• [Task directions]:
Can you print every record below exactly as written?

--------------------------------------------------

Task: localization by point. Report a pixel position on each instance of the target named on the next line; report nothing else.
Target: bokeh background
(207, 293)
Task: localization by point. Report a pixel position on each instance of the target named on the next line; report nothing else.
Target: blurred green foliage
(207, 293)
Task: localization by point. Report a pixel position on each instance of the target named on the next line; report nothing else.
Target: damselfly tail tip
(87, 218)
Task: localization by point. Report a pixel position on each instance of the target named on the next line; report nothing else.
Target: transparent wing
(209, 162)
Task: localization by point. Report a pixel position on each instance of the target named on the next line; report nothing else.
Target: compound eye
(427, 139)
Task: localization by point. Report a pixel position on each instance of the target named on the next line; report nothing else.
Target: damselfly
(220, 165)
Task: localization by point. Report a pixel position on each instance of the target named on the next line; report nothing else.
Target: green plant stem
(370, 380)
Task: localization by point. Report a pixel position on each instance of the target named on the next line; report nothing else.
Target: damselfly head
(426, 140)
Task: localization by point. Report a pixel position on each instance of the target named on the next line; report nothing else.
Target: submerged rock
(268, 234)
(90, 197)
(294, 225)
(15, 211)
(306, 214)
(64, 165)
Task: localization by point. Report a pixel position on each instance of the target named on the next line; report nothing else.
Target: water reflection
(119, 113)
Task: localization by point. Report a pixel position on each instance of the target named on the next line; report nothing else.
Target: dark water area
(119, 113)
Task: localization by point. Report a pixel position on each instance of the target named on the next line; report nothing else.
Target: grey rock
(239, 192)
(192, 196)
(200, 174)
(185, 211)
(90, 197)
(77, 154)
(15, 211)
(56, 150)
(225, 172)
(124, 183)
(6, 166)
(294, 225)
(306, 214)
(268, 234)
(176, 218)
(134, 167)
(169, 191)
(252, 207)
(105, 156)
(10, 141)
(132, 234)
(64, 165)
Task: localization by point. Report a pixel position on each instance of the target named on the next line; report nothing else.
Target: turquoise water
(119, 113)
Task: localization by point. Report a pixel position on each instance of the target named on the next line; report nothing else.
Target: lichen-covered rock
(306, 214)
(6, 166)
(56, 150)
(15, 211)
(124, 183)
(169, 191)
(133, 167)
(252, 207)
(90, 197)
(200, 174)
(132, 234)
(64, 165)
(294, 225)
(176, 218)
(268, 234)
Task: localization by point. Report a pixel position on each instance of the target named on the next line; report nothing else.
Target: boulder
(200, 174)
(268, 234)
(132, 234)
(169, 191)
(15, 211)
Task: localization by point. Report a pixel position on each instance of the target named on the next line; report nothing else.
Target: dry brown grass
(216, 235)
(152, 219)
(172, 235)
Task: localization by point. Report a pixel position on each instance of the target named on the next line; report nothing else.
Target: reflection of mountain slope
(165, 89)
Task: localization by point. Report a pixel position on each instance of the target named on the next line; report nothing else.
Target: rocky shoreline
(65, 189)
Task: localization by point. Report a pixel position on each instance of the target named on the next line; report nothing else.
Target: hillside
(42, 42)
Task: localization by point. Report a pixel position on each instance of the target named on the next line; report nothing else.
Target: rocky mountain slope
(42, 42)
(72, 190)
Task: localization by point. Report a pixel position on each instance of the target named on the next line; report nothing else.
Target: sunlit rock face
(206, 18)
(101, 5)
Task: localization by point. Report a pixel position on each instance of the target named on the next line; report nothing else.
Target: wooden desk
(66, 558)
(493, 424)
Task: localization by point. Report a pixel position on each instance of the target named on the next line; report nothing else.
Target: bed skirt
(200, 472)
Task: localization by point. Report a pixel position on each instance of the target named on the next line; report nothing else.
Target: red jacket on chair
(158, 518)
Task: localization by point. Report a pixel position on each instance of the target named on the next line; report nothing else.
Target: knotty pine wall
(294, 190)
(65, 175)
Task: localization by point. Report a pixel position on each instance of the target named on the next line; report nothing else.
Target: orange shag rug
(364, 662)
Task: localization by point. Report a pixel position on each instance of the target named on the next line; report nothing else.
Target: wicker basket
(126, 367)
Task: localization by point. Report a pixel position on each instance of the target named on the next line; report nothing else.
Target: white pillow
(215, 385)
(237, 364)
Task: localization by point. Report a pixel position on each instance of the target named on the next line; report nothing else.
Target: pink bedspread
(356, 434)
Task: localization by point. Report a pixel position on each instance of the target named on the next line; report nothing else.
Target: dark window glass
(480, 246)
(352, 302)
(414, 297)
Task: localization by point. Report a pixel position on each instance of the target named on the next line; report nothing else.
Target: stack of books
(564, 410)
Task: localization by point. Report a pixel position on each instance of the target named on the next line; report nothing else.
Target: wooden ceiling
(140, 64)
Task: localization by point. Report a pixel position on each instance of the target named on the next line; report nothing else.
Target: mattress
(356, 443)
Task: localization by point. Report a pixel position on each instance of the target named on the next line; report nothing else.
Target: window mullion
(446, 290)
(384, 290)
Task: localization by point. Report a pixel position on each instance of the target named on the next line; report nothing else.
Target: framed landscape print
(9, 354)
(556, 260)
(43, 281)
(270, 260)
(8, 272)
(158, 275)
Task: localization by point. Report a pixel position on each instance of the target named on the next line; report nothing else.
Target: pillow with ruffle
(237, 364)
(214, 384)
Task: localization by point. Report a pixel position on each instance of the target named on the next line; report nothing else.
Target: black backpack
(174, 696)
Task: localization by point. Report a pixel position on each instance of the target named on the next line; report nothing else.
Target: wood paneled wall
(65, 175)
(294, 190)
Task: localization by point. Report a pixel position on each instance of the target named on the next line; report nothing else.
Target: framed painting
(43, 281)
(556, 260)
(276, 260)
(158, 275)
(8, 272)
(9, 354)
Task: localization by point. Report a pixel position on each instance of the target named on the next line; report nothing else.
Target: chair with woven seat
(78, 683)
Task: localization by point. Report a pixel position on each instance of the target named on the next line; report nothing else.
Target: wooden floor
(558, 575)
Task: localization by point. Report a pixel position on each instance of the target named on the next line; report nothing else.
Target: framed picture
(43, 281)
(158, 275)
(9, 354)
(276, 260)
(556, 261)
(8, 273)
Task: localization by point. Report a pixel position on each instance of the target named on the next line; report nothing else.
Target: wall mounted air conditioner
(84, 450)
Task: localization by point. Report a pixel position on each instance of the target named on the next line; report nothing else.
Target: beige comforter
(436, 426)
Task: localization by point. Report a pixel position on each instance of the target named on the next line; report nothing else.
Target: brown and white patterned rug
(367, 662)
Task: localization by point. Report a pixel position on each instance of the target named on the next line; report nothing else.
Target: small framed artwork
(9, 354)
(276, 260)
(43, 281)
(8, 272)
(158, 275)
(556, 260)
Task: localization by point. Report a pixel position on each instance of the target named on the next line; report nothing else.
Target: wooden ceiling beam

--------------------------------------------------

• [Final result]:
Task: localization by point. Report a pixel position on each instance of the target named on the next line; report nothing else.
Target: bokeh background
(207, 293)
Task: localization by point. Report a pixel position on each instance of the target named on the next line; report nothing else.
Target: blurred green foliage
(207, 293)
Task: localization by point. Report a pixel position on each instance of the target named on the next line; report nothing else.
Target: damselfly tail tip
(87, 218)
Task: localization by point. Report a pixel position on each instance of the target named on the next line; report nothing else.
Target: transparent wing
(209, 162)
Task: localization by point. Report a pixel position on each instance of the target named on the next line; report nothing else.
Target: compound eye
(427, 139)
Task: localization by point. Report a pixel position on each instance of the target named on the next line; report nothing else.
Target: damselfly
(220, 165)
Task: localization by point. Report a pixel position on each instance of the target named on the next line; report nothing else.
Target: green plant stem
(370, 380)
Task: localization by point. Report a pixel position on each instance of the target named on the next line; report nothing else.
Target: damselfly head
(426, 140)
Task: localization by point. Report a pixel position on each instance of the target named on the next line; report nothing else.
Target: submerged rock
(268, 234)
(90, 197)
(294, 225)
(15, 211)
(306, 214)
(64, 165)
Task: localization by point. Report a pixel position on each instance of the target named on the next line; report nothing else.
Target: water reflection
(119, 113)
Task: localization by point. Report a pixel position on each instance of the target named on the next line; report nothing else.
Target: dark water area
(119, 113)
Task: localization by point. Report a pixel position on each instance of the target named on the next line; report nothing else.
Target: grey rock
(239, 192)
(192, 196)
(200, 174)
(185, 211)
(90, 197)
(77, 154)
(15, 211)
(56, 150)
(225, 172)
(124, 183)
(6, 166)
(294, 225)
(306, 214)
(268, 234)
(176, 218)
(134, 167)
(169, 191)
(252, 207)
(105, 156)
(10, 141)
(132, 234)
(64, 165)
Task: localization by point. Report a pixel position on each instance of the target named on the next line; report nothing else.
Target: turquoise water
(119, 113)
Task: localization by point. Report a pixel position on each instance of the target named on the next line; report nothing else.
Target: lichen-covered rock
(306, 214)
(6, 166)
(56, 150)
(15, 211)
(124, 183)
(169, 191)
(133, 167)
(252, 207)
(90, 197)
(200, 174)
(132, 234)
(64, 165)
(294, 225)
(176, 218)
(268, 234)
Task: localization by point. Report a pixel position on each instance of the target named on the next line; report nothing else.
Target: boulder
(200, 174)
(268, 234)
(132, 234)
(169, 191)
(15, 211)
Task: localization by point. Report a pixel position on each instance of the target named on the next line; report nothing else.
Target: dry brown grass
(216, 235)
(152, 219)
(172, 235)
Task: localization by point. Report a pixel position on each instance of the target named on the next line; report nothing else.
Target: reflection of mountain slope
(165, 89)
Task: localization by point. Report a pixel position on each instance of the target named on the next line; report nothing else.
Target: rocky shoreline
(65, 189)
Task: localization by point. Report a pixel position on each instance of the target named on the next line; report nothing else.
Target: hillside
(42, 42)
Task: localization by point. Report a pixel position on each instance of the target named on the next line; report nothing else.
Target: rocky mountain slope
(42, 42)
(72, 190)
Task: localization by point. Report a pixel position on each instance of the target named on the next line; report nothing else.
Target: sunlit rock face
(206, 18)
(101, 5)
Task: localization by point. Report a pixel position on each instance of the target named on the next line; report nothing else.
Target: wooden desk
(66, 558)
(493, 424)
Task: localization by point. Report a pixel position on each instance of the target named on the next line; report nothing else.
Target: bed skirt
(200, 472)
Task: localization by point. Report a pixel position on each instance of the target named on the next line; report nothing else.
Target: red jacket on chair
(158, 518)
Task: localization by point. Report a pixel position on each instance of the target named on the next line; report nothing else.
Target: knotty pine wall
(294, 190)
(65, 175)
Task: localization by point. Report a pixel position on each instance of the target named on the next line; report nothing else.
Target: orange shag rug
(364, 662)
Task: localization by point. Report a pixel position on each instance of the target named on the next line; report nothing else.
Target: wicker basket
(126, 367)
Task: localization by point. Report a pixel position on each instance of the target named on the next line; report nothing else.
Target: white pillow
(215, 385)
(237, 364)
Task: localization by point. Report a pixel position on each instance of the target named on the next line; report nothing else.
Target: pink bedspread
(356, 434)
Task: localization by point. Report a pixel position on each instance of the target named on the next line; report nothing else.
Target: dark window glass
(480, 246)
(352, 302)
(414, 297)
Task: localization by point. Report a pixel position on each instance of the target named on the next line; report nothing else.
Target: stack of books
(564, 410)
Task: localization by point. Report a pixel position on each instance of the target named on the next line; report nothing else.
Target: wooden ceiling
(140, 64)
Task: localization by point. Report a pixel position on each instance of the target named on the next line; report nothing else.
Target: mattress
(356, 443)
Task: localization by point. Report a pixel position on each instance of the target named on the next line; report nothing else.
Target: window mullion
(446, 290)
(384, 290)
Task: localization by point. Report a pixel position on each instance of the target named on the next line; report nothing else.
Target: framed landscape print
(9, 354)
(556, 260)
(43, 281)
(270, 260)
(8, 272)
(158, 275)
Task: localization by point. Report a pixel position on each instance of the target named on the next line; report nothing else.
Target: pillow with ruffle
(237, 364)
(214, 384)
Task: localization by point. Report a pixel position on each instance of the target named on the next line; report nothing else.
Target: black backpack
(174, 696)
Task: localization by point. Report a pixel position on each instance of the target named on the next line; report nothing else.
Target: wood paneled wall
(65, 175)
(294, 190)
Task: localization by point. Report a pixel position on each instance of the target named on the next line; report nothing else.
Target: framed painting
(43, 281)
(556, 260)
(276, 260)
(158, 275)
(8, 272)
(9, 354)
Task: localization by point. Report a pixel position on each instance of the target named on the next line; report nothing else.
Target: chair with woven seat
(78, 683)
Task: localization by point. Report a pixel position on each instance of the target named on the next line; report nothing else.
Target: wooden floor
(558, 575)
Task: localization by point. Report a pixel position on each instance of the target named on the next line; report nothing else.
Target: framed picture
(43, 281)
(158, 275)
(9, 354)
(276, 260)
(556, 261)
(8, 273)
Task: localization by point. Report a pixel position on each instance of the target named on the next line; report nothing else.
Target: wall mounted air conditioner
(84, 450)
Task: localization by point. Report a pixel position on each instance of the target named on the next line; report nothing else.
Target: beige comforter
(436, 426)
Task: localization by point. Report a pixel position on each instance of the target named on the next line; report nothing else.
Target: brown and white patterned rug
(367, 662)
Task: localization by point. Report a pixel position on each instance of the target named on the next line; report nothing else.
Target: small framed artwork
(9, 354)
(276, 260)
(43, 281)
(8, 272)
(158, 275)
(556, 260)
Task: localization by point. Report a pixel position on each instance of the target named on the next line; report nothing else.
Target: wooden ceiling beam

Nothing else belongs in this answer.